Pointing entries

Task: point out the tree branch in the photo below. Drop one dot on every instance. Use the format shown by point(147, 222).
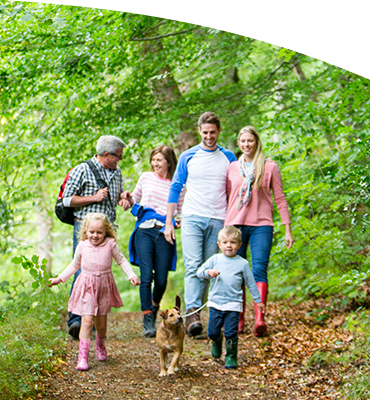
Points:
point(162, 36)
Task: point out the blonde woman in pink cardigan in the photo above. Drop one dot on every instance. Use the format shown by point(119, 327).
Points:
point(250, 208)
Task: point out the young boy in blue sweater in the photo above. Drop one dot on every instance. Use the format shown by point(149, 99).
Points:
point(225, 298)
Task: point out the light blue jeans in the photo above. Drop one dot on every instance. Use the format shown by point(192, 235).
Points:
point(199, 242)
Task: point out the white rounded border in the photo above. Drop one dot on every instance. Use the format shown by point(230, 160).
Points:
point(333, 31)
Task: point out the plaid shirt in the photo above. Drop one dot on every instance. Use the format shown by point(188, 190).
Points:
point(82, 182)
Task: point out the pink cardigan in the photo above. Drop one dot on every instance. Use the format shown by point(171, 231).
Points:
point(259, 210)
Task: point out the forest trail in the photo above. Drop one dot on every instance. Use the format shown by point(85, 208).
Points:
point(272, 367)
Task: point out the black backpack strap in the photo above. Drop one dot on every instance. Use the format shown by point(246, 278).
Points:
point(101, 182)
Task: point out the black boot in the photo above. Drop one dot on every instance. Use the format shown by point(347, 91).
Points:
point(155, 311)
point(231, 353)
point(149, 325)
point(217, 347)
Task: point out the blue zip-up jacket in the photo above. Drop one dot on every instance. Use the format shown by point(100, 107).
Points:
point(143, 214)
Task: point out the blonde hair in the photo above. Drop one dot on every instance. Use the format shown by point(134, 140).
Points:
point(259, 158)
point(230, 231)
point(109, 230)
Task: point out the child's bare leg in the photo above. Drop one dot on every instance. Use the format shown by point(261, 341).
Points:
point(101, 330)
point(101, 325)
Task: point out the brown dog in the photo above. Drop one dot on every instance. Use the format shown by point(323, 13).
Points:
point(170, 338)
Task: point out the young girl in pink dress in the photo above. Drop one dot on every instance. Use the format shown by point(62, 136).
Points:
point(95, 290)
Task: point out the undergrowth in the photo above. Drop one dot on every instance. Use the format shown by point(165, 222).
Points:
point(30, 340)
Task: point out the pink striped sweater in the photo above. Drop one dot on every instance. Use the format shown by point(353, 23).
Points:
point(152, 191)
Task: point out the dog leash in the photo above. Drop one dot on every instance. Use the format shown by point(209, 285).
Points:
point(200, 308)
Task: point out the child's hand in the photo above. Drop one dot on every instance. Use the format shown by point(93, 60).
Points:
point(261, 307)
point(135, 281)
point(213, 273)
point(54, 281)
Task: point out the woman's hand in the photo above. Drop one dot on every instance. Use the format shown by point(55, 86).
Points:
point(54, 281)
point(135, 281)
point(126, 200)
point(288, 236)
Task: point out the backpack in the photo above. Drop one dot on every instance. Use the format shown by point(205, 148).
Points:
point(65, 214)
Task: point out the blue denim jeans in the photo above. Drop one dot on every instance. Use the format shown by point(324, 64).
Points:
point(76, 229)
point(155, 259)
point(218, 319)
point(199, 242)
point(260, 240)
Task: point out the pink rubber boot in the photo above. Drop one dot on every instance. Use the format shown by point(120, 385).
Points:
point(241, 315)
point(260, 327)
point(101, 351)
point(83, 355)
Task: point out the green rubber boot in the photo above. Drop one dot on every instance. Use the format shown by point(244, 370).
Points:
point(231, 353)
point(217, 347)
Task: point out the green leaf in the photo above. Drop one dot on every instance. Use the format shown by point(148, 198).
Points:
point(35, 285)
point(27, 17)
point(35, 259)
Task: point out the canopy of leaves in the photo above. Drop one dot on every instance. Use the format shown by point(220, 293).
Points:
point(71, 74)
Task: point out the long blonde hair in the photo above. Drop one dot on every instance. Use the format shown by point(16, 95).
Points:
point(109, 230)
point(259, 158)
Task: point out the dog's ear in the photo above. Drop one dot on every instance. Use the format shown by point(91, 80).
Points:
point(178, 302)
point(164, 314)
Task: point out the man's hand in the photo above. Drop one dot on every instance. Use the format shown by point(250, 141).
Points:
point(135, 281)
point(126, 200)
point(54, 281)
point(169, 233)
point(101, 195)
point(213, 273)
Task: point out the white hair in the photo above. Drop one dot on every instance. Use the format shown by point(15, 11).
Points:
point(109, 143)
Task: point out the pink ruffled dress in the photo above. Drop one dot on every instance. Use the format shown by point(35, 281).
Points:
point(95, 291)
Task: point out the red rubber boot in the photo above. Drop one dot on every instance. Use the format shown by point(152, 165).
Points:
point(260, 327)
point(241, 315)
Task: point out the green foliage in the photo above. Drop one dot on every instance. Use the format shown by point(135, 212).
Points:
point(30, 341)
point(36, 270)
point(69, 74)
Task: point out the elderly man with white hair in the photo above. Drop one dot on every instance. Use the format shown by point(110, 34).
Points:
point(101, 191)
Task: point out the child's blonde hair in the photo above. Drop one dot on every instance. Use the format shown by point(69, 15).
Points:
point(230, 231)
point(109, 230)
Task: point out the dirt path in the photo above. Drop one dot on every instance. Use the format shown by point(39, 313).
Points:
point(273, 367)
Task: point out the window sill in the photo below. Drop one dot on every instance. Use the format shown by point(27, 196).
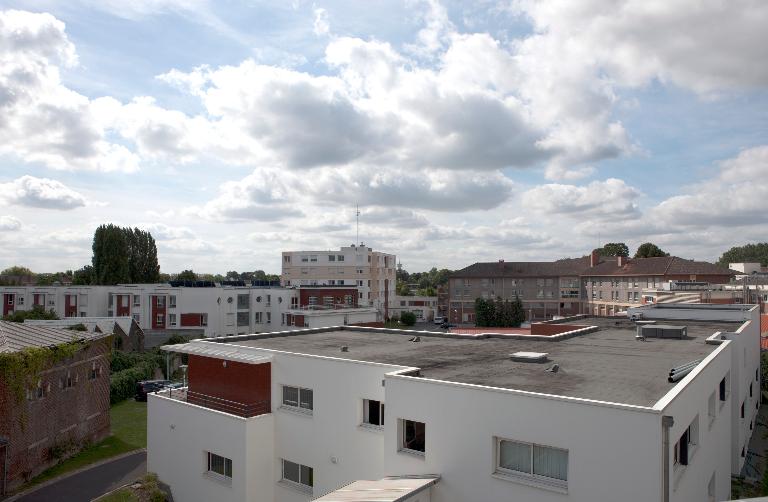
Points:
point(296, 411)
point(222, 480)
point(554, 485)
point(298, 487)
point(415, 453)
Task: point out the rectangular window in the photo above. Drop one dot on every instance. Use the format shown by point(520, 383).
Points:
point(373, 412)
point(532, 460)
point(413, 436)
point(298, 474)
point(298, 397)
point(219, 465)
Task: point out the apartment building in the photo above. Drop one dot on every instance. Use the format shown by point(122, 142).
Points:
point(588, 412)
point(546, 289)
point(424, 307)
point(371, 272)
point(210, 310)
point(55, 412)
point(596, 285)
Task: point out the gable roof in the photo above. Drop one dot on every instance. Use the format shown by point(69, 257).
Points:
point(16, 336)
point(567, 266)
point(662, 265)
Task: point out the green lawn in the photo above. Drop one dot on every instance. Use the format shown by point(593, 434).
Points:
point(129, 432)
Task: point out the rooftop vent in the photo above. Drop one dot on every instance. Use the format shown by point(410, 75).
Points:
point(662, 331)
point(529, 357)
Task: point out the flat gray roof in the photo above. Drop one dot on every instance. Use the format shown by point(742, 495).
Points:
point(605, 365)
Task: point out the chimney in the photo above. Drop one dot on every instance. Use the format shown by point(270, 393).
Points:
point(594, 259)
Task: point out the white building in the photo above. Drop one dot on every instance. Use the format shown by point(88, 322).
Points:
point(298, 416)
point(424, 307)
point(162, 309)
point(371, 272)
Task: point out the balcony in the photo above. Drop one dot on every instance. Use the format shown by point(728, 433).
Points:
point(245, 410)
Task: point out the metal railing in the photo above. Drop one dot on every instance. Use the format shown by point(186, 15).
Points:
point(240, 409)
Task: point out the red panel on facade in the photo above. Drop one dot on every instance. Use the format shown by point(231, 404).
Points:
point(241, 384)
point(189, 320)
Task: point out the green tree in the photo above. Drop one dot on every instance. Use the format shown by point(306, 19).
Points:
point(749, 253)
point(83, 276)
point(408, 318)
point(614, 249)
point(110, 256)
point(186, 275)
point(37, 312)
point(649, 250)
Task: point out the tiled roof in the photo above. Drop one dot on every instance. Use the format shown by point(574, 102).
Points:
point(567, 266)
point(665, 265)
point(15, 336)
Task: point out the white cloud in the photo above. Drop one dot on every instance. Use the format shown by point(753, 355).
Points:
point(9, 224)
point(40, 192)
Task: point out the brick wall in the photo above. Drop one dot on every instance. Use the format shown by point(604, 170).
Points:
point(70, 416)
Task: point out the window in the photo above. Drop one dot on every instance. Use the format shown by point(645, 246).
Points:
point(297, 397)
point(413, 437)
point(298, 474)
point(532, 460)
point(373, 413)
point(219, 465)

DESCRIPTION OF THE TASK ::
Output the entries above as a two-column CSV with the headers instruction and points. Give one row for every line starting with "Task:" and its answer, put each value in a single quoted field with line breaks turned into spaces, and leave the pictures out.

SOLUTION FOR THIS PROBLEM ::
instruction,points
"Task: point out the tree branch in the photo below. Drop one dot on every instance. Use the format shown by point(147, 222). Points:","point(162, 36)"
"Task: point out the blonde woman in pink cardigan in the photo above. Drop one dot on every instance. Use the format shown by point(119, 327). Points:","point(250, 208)"
"Task: point out the young boy in blue sweater in the photo above. Drop one dot on every instance. Use the format shown by point(149, 99). Points:","point(225, 298)"
"Task: point out the light blue jeans in the photo above. Drop one dot on every instance. Use the format shown by point(192, 235). Points:","point(199, 242)"
"Task: point out the white rounded border in the photo above. Drop one dot on every instance. Use the format shown by point(230, 160). Points:","point(333, 31)"
"Task: point out the plaid shirt in the photo above. Drop one dot on every instance. Use the format shown by point(188, 190). Points:","point(82, 182)"
"Task: point out the pink cardigan in the photo above. Drop one dot on every instance. Use the format shown by point(171, 231). Points:","point(259, 210)"
"Task: point out the forest trail in the photo above. Drop one dot on every instance. Use the format shown by point(85, 208). Points:","point(272, 367)"
"Task: point out the black backpack strap in the photo above. Drop one dot on every instance. Use the format shown by point(246, 278). Points:","point(101, 182)"
"Task: point out the black boot in the photo above. Drop one dot on every instance. Use the format shown by point(347, 91). Points:","point(155, 311) point(231, 353) point(149, 325) point(217, 347)"
"Task: point out the blue zip-up jacket in the photo above. Drop one dot on every instance. Use the format shown by point(100, 107). Points:","point(143, 214)"
"Task: point out the blonde hair in the photo above. Drop one dot on every instance. Use the format shown by point(134, 140). Points:","point(259, 158) point(230, 231) point(109, 230)"
"Task: point out the child's bare leg in the photo above. Drop one dot on every instance. Use the format shown by point(261, 341). Points:","point(101, 330) point(101, 325)"
"Task: point out the brown dog in the photo above. Drop one dot on every instance. Use the format shown by point(323, 13). Points:","point(170, 338)"
"Task: point out the young girl in pink dress in the photo above. Drop one dot on every instance. Use the format shown by point(62, 136). Points:","point(95, 290)"
"Task: point out the undergrowth in the photo above. Drop one dot on every instance. Use the format shown by point(165, 222). Points:","point(30, 340)"
"Task: point out the pink striped sweater in the photo above. Drop one dot on every instance. Use the format shown by point(353, 23). Points:","point(152, 191)"
"Task: point out the dog leash in the photo above. Drop one dot on every instance. Use the format shown by point(209, 285). Points:","point(200, 308)"
"Task: point out the child's hand in the photo above. Drop one dot on every instance. Use the format shown by point(93, 60). Points:","point(261, 307) point(135, 281) point(213, 273) point(54, 281)"
"Task: point out the woman's hand in the photo above. Drop one dot on every instance. Use the format shown by point(55, 86). Points:","point(54, 281) point(135, 281) point(126, 200) point(288, 236)"
"Task: point out the backpack in the photo above. Drop one dot on every instance. Use the format shown by point(205, 148). Points:","point(65, 214)"
"Task: point out the blue denim jeans in the photo above. Drop one dot on every instance. Use the format shown by point(324, 64). Points:","point(76, 229) point(155, 259) point(218, 319) point(199, 242) point(260, 240)"
"Task: point out the pink rubber boot in the photo above. Drop one dot on every instance. Use the format shown by point(120, 385). Points:","point(241, 315) point(260, 327) point(101, 351) point(83, 355)"
"Task: point out the green rubber boot in the photo above. Drop one dot on every instance. Use the format shown by point(244, 370). Points:","point(231, 353) point(217, 347)"
"Task: point out the green leaf in the photo above. Drop one dot on every instance. Use the format shown by point(148, 198). Points:","point(35, 285) point(27, 17) point(35, 259)"
"Task: point out the canopy of leaves in the photo above. Drop one dot on every instance. Use the format shown by point(220, 293). Points:","point(71, 74)"
"Task: point out the long blonde hair in the photo above. Drop one dot on every instance. Use the format shown by point(16, 95). Points:","point(109, 230) point(259, 158)"
"Task: point out the dog's ear in the photo above. Drop one dot on every instance. Use the format shown by point(91, 80). Points:","point(178, 302) point(164, 314)"
"Task: point out the man's hand in the photo above. Drop one dot on every instance. Use the format shown by point(250, 141). Points:","point(135, 281) point(126, 200) point(54, 281) point(169, 233) point(101, 195) point(213, 273)"
"Task: point out the white hair in the photo above. Drop one dot on every instance. Use the format shown by point(15, 11). Points:","point(109, 143)"
"Task: point out the pink ruffled dress in the photo above. Drop one dot on every instance. Use the format shown by point(35, 281). Points:","point(95, 291)"
"Task: point out the red rubber boot in the photo above. Drop one dot on every instance. Use the format shown by point(152, 165). Points:","point(260, 327) point(241, 315)"
"Task: point out the green foliage in the photo above. Drop one dot on every instance. Use the format shown by point(135, 212). Points:","point(30, 341) point(36, 270) point(69, 74)"
"Task: point out the elderly man with white hair in the photo above. Drop one dot on every instance. Use the format shown by point(110, 34). Points:","point(101, 191)"
"Task: point out the child's blonde hair in the photo above. Drop one dot on every instance. Use the format shown by point(69, 15). Points:","point(230, 231) point(109, 230)"
"Task: point out the dirt path in the photo above. Drop one dot on every instance. Use the format shown by point(39, 313). Points:","point(273, 367)"
"Task: point out the window sill in the photo below. Drop one dot on every instance. Use the format shown by point(27, 196). Points:","point(296, 411) point(222, 480) point(554, 485) point(298, 487) point(415, 453)"
"Task: point out the rectangular window in the photo above. Drop one dot on every instance. Use the format shown by point(520, 383). Points:","point(373, 412) point(532, 460) point(413, 436) point(298, 474) point(298, 397) point(219, 465)"
"Task: point out the apartment building in the photo above. Drop one dot on every instance. Use the format shown by point(122, 142). Points:","point(588, 412) point(546, 289) point(424, 307) point(371, 272) point(210, 310) point(55, 412) point(596, 285)"
"Task: point out the gable roof in the photo above. Drop one dot on every instance. Use the format shown by point(69, 257). Points:","point(16, 336) point(567, 266) point(662, 265)"
"Task: point out the green lawn in the photo above. Drop one dot on every instance. Use the format shown by point(593, 434). Points:","point(129, 432)"
"Task: point out the rooftop vent in the photo above. Drop one dot on every instance. Use the format shown by point(410, 75). Points:","point(662, 331) point(529, 357)"
"Task: point out the flat gray roof in the photo above. Drop one dot on every instance. Use the format shown by point(742, 495). Points:","point(605, 365)"
"Task: point out the chimney in the photo above. Drop one dot on every instance. Use the format shown by point(270, 393). Points:","point(594, 259)"
"Task: point out the white building in the photo above. Drop one dot on every instance. Use the format shown by point(88, 322). Points:","point(298, 416) point(424, 307) point(162, 309) point(371, 272)"
"Task: point out the balcony in the photo above. Drop one dot on every instance. Use the format shown by point(728, 433). Points:","point(245, 410)"
"Task: point out the metal railing in the photo above. Drop one dot on every instance. Use the format shown by point(186, 15). Points:","point(240, 409)"
"Task: point out the red panel on facade in the photo above. Drop one dot on every instance. Use the format shown by point(231, 404). Points:","point(241, 384) point(189, 320)"
"Task: point out the green tree in the photo above. Drop one dot on every instance. Use the format shown by point(306, 19). Points:","point(749, 253) point(83, 276) point(408, 318) point(614, 249) point(110, 256) point(186, 275) point(37, 312) point(649, 250)"
"Task: point out the tiled roof in the photo above. Drop one dot on every instance. Use the format shown by point(574, 102). Points:","point(567, 266) point(665, 265) point(15, 336)"
"Task: point out the white cloud in the photo above. Drop one dot on every instance. Use the format shown by point(753, 355). Points:","point(9, 224) point(40, 192)"
"Task: point out the brick wall in the photo above. Drop one dot on every instance. Use the format shown by point(604, 170). Points:","point(70, 416)"
"Task: point out the window in the photo above. Drop one dot on every instance. Use the format shown by point(645, 246). Points:","point(297, 397) point(413, 437) point(298, 474) point(532, 460) point(373, 413) point(219, 465)"